- _DATA EXCERPTS_:
▬▬▬

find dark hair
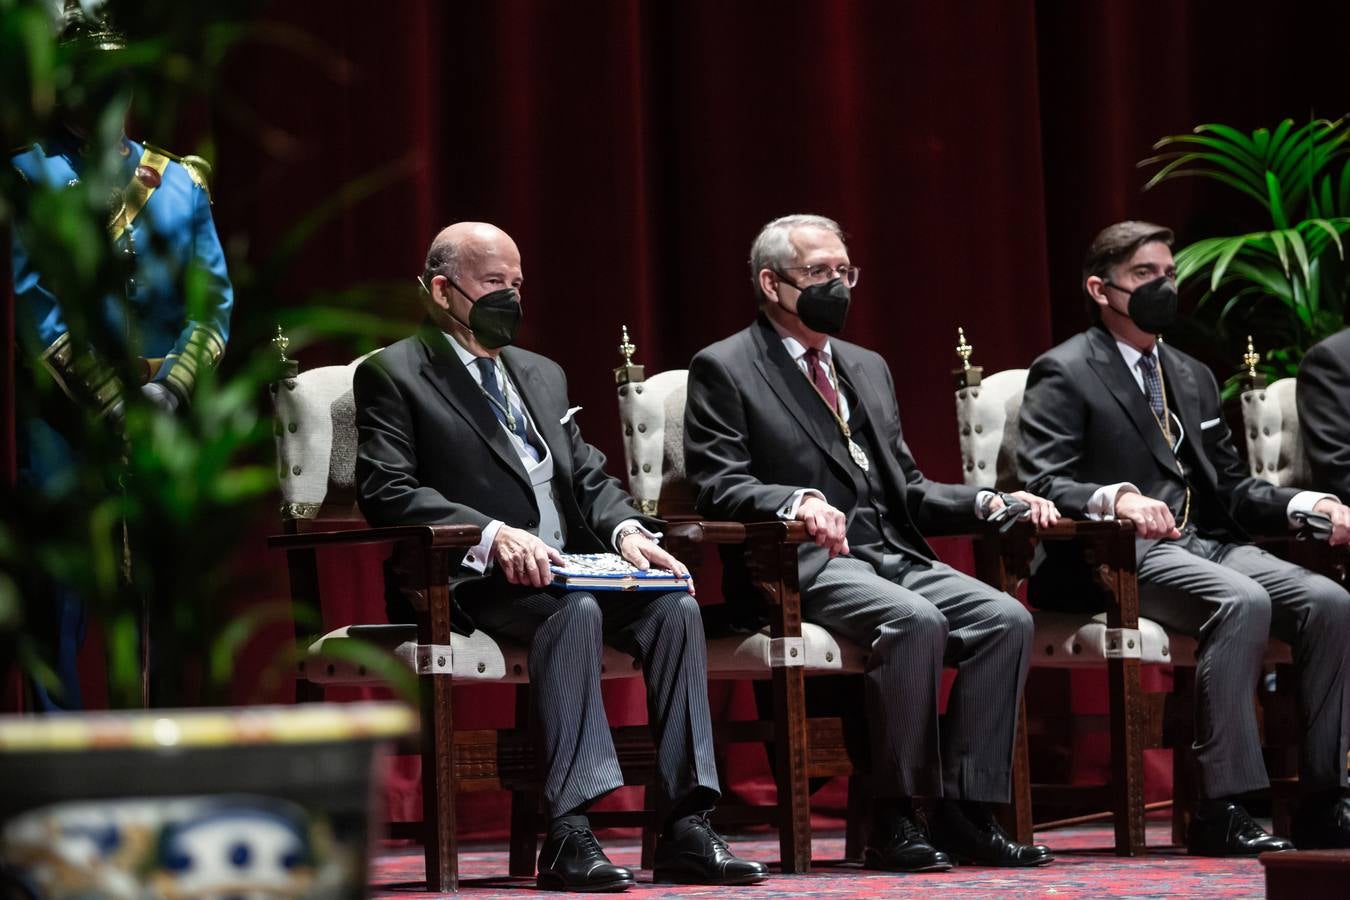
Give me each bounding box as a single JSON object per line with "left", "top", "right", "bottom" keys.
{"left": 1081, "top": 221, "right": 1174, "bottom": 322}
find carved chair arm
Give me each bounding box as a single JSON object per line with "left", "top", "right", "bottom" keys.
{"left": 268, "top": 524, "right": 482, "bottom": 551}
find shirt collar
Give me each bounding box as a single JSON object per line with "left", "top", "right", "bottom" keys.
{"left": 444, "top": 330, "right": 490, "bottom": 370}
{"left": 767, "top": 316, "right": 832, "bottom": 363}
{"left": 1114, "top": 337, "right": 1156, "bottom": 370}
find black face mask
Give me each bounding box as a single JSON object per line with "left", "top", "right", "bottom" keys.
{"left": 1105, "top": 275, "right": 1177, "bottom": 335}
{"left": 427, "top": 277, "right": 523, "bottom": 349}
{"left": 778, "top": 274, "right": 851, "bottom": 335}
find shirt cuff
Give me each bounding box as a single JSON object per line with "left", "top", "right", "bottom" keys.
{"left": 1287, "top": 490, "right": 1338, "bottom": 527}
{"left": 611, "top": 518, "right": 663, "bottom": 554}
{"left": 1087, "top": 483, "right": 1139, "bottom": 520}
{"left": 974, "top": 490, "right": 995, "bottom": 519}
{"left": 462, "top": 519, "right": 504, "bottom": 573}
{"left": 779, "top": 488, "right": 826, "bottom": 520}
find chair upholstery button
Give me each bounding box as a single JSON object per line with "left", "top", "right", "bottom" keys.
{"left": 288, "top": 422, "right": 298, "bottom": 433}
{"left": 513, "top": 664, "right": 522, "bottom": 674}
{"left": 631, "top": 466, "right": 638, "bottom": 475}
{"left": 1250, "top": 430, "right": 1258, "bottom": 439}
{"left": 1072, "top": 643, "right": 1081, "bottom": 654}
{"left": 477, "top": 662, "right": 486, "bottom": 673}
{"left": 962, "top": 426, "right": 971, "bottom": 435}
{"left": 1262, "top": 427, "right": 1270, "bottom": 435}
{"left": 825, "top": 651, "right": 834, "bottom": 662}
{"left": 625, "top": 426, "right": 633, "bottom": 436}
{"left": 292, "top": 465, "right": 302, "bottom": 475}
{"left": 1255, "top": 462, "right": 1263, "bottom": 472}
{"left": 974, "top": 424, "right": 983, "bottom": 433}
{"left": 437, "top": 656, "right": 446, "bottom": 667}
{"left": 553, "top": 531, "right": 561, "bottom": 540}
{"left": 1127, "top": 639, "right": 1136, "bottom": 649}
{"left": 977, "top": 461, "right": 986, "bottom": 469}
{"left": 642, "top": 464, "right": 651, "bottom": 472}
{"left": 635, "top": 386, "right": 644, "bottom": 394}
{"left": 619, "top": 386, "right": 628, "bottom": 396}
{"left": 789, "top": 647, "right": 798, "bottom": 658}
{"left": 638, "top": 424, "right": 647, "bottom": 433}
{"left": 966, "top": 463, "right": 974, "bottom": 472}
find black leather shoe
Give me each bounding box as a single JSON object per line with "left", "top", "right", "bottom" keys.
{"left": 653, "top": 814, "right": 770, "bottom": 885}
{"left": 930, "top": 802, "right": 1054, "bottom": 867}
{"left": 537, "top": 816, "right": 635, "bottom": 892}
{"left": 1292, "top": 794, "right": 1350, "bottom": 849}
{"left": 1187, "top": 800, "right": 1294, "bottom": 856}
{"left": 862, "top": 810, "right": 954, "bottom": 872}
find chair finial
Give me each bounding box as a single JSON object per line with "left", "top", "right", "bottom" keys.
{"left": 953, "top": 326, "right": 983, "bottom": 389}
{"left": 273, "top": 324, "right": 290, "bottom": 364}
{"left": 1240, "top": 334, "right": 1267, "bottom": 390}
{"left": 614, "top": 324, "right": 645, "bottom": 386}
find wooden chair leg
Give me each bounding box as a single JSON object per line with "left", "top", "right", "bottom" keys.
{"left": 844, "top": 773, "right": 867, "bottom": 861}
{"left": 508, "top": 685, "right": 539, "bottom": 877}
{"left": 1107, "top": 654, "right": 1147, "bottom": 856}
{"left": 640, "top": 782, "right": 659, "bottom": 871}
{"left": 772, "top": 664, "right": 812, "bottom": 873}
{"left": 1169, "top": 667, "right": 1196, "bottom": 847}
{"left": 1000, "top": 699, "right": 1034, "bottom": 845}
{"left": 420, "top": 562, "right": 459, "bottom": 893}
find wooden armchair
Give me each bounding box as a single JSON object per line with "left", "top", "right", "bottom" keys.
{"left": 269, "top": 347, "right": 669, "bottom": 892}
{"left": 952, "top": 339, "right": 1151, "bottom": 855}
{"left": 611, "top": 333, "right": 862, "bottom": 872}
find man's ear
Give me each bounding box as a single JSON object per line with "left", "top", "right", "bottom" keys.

▬▬▬

- _EXERCISE OBJECTIVE_:
Check each line above for the string "wooden" and show the ones that have it.

- _WORKED SOLUTION_:
find wooden chair leg
find wooden armchair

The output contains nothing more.